▶ [Available data]
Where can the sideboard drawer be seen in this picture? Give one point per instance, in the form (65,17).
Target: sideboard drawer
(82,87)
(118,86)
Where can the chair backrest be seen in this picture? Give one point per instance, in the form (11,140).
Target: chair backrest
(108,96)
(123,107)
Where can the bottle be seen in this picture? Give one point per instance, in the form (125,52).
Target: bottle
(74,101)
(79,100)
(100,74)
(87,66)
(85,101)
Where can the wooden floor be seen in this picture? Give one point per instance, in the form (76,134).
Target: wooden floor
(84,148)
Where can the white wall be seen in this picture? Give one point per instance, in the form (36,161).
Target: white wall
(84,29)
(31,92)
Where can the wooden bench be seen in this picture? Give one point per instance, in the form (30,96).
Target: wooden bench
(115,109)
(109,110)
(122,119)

▶ [Directions for this task]
Can you write out all the items above again, requests included, scaling every point coordinate in the answers by 1.5 and rounding to whole numbers with halves going up? Leave the numbers in the requests and their format samples unchanged.

▶ [Worked answer]
Where can the sideboard drawer be seen in this picture? Give one point per instance, in the form (65,17).
Target: sideboard drawer
(123,131)
(177,129)
Where can the chair backrest be seen in this picture? Give one point per instance, in the form (11,140).
Target: chair backrest
(162,144)
(185,161)
Where can the bottle be seen in this picture? Give one point per instance, in the form (125,52).
Target: bottle
(111,152)
(119,150)
(150,111)
(131,99)
(128,152)
Where can the wooden floor be seen in this picture? Give one point per instance, in the form (76,134).
Target: wooden floor
(126,222)
Where can the white wall be seen in this picture? Give one point per instance, in the form (36,161).
Target: white wall
(126,44)
(47,138)
Where can the wooden bench be seen in this picture? Give one point per instance, in the form (30,96).
Target: wooden bench
(173,164)
(164,165)
(183,179)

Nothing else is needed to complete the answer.